#### Supplied information
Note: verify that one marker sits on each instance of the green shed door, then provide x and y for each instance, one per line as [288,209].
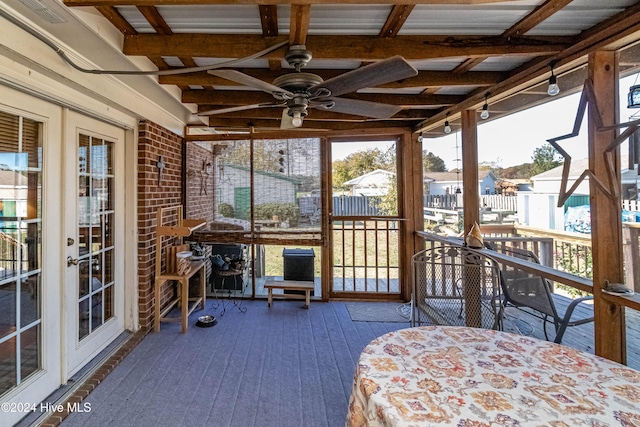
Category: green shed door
[242,202]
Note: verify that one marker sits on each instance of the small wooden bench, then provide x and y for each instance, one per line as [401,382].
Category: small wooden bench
[290,285]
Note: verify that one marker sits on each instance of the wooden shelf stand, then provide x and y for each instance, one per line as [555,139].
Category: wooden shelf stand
[183,228]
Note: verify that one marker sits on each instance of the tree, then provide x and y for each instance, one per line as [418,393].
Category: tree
[544,158]
[359,163]
[432,163]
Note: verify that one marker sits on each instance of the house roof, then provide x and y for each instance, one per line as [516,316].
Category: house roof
[454,176]
[274,175]
[576,168]
[370,178]
[11,178]
[464,51]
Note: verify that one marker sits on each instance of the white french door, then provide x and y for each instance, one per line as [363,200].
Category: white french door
[94,200]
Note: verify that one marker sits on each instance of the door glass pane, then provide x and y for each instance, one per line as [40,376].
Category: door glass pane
[366,227]
[29,351]
[95,230]
[108,267]
[107,226]
[108,302]
[8,362]
[29,307]
[83,318]
[20,248]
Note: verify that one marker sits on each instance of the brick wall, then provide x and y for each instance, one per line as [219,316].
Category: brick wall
[154,141]
[199,183]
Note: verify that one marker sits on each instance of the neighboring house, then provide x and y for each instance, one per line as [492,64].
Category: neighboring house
[539,207]
[550,181]
[441,183]
[509,187]
[374,183]
[235,184]
[13,194]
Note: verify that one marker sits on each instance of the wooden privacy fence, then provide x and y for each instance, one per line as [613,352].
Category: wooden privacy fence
[454,201]
[356,206]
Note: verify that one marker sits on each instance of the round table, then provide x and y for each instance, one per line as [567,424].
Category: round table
[467,377]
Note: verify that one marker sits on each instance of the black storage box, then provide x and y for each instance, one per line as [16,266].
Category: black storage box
[298,265]
[233,251]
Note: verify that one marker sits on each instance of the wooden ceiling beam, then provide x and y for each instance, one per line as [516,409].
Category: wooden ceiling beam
[308,123]
[538,15]
[526,24]
[156,20]
[299,23]
[243,97]
[423,79]
[275,112]
[269,20]
[609,34]
[118,21]
[75,3]
[359,48]
[396,19]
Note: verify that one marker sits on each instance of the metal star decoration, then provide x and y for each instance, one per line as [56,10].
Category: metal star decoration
[612,190]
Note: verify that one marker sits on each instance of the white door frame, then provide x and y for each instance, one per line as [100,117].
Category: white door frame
[78,353]
[36,388]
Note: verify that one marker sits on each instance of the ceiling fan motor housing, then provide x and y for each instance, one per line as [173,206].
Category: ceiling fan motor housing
[298,56]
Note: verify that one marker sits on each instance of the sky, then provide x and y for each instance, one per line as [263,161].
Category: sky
[511,140]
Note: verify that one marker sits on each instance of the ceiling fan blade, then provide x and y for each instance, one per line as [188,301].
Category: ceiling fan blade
[381,72]
[362,108]
[247,80]
[287,121]
[237,108]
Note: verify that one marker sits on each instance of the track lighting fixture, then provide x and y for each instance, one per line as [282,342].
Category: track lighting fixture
[485,108]
[553,88]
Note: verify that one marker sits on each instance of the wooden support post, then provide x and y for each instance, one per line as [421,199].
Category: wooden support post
[470,197]
[606,216]
[631,256]
[470,194]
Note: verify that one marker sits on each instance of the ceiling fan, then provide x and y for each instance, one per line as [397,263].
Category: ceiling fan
[298,91]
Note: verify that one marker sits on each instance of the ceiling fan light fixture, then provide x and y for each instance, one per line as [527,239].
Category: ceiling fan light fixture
[553,88]
[484,114]
[633,98]
[297,119]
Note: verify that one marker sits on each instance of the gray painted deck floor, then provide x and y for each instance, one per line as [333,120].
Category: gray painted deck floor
[283,366]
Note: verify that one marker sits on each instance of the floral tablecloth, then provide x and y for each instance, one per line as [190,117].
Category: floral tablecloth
[466,377]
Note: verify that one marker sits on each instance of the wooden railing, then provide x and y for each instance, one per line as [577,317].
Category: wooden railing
[365,254]
[584,284]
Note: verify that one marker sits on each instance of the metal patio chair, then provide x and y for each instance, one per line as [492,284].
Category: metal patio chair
[533,295]
[455,285]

#### Given request
Rewrite all of the material above, replacing "Category" with "Label" everywhere and keeping everything else the same. Leave out the pictures.

#### Right answer
Note: verify that one marker sits on each instance of the green shed door, then provide x and y for each instance, one per line as [288,209].
Label: green shed door
[242,202]
Note: verify that one marker sits on each instance of the small wooden bench, then provide x and y for each instance, one per line as [401,382].
Label: small wooden bench
[290,285]
Note: verify that one marker sits on each instance of the wooden shelf stand, then provide x and y for each instance, one per line as [555,139].
Label: wooden shelf stand
[183,228]
Note: verify that one marker sits on each instance of the tree, then provide x and y for each instance, one per line as [418,393].
Label: tree
[544,158]
[359,163]
[432,163]
Note: verify that one marker sits on each instance of the house roof, then provide x and y for each instance, one per line as [516,316].
Label: house roof
[454,176]
[274,175]
[576,168]
[370,178]
[11,178]
[464,51]
Note: verify that one marker sits on each instance of the white french door, then provide x and y for each instance, one per line as [363,200].
Label: white french door
[94,200]
Note: verify that one marker sits on each instance of the door glass pane, then provide x and y for each instance, one per line as [40,376].
Label: door glass pane
[366,227]
[29,351]
[95,230]
[108,267]
[107,226]
[108,302]
[8,362]
[29,307]
[83,318]
[20,248]
Note: verify that one marker sits on each instance of the brick wall, then provide x and y for each instance, one per line as [219,316].
Label: brick wall
[154,141]
[199,183]
Note: verify that one marker sits on each instance of the neighboring house, then provide x and y for each instance, one per line as [492,64].
Label: neighboring house
[539,207]
[550,181]
[441,183]
[509,187]
[374,183]
[235,184]
[13,194]
Note: verify that one marker sits on each instance of the wooden privacy fence, then provide x and y for each instance, one per line as [613,352].
Label: wooden privacy fence
[454,201]
[356,206]
Note: verify that one marker sits on each instance of the round table, then provide x and y for each instance, one per line as [567,424].
Label: round table
[467,377]
Note: verify that one marker sits on each instance of the black storage box, then provide x and y for each instance, one per line as [16,266].
Label: black storage box
[298,265]
[233,251]
Note: verify that one marker sits on each instance of the wooden ceiling beam, then provide x and y for each instance, one per line as [516,409].
Label: wooden ceiling beam
[308,123]
[538,15]
[526,24]
[156,20]
[299,23]
[243,97]
[423,79]
[275,112]
[269,20]
[609,34]
[118,21]
[75,3]
[359,48]
[396,19]
Note: verify that one marker sits on each instance of the metal star decoration, then provide x and y for each instance, one per line as [56,10].
Label: metal star decoration
[612,190]
Note: verify that one marker sits on each instance of the white door frame, then provide x and y for each instance, one per line as [100,117].
Label: white door frame
[78,353]
[36,388]
Note: verify that one marker sits on each instance of the ceiling fan motor housing, then provide x and y for each instance, one per line as [173,206].
Label: ceiling fan motor housing
[298,56]
Note: verify that one marker sits on each instance of the sky, then provide x and y for each instance, one per line as [263,161].
Label: sky
[511,140]
Note: verify that one marker sits on each instance of the ceiling fan blade, then provide x and y for each instance, one per line as [188,301].
Label: ceiling fan blade
[381,72]
[362,108]
[247,80]
[287,121]
[237,108]
Note: verify that one marker sits on each instance of the track lighting fixture, then provide x and y for each instance, one per line as [282,342].
Label: track lighting fixture
[485,108]
[553,88]
Note: verify that one marker sits on each instance of the wooden support post, then provide x and y for each instance, one per line as [421,199].
Label: wooden support post
[470,197]
[606,216]
[631,256]
[470,194]
Note: verify that one marker sits on each instance of the ceiling fan, then provide x and y for each instance, one per line as [397,263].
Label: ceiling fan
[298,91]
Note: verify that one marker sits on each instance of the ceiling fan light fixture, then provide x and y for each instance, one per line as [527,239].
Label: ceiling fan light fixture
[553,88]
[484,114]
[633,98]
[297,119]
Note: verify that one marker sits on each instance of the gray painted deck floor, then provide x and y for each instance, one per line as [333,120].
Label: gray painted deck floor
[283,366]
Note: verify that one marker sits on each instance of the floral tablecloth, then provide x and y for each instance, one per line as [190,117].
Label: floral tablecloth
[466,377]
Note: verify that one marker sits on each instance of the wooden railing, then provide x and y for each instance, one per line as [577,317].
Label: wooden railing
[365,254]
[584,284]
Note: verify that one marker sits on each instance of the metal patio chair, then provide x and y for each instance, one per line as [492,284].
Label: metal patio chair
[533,295]
[455,285]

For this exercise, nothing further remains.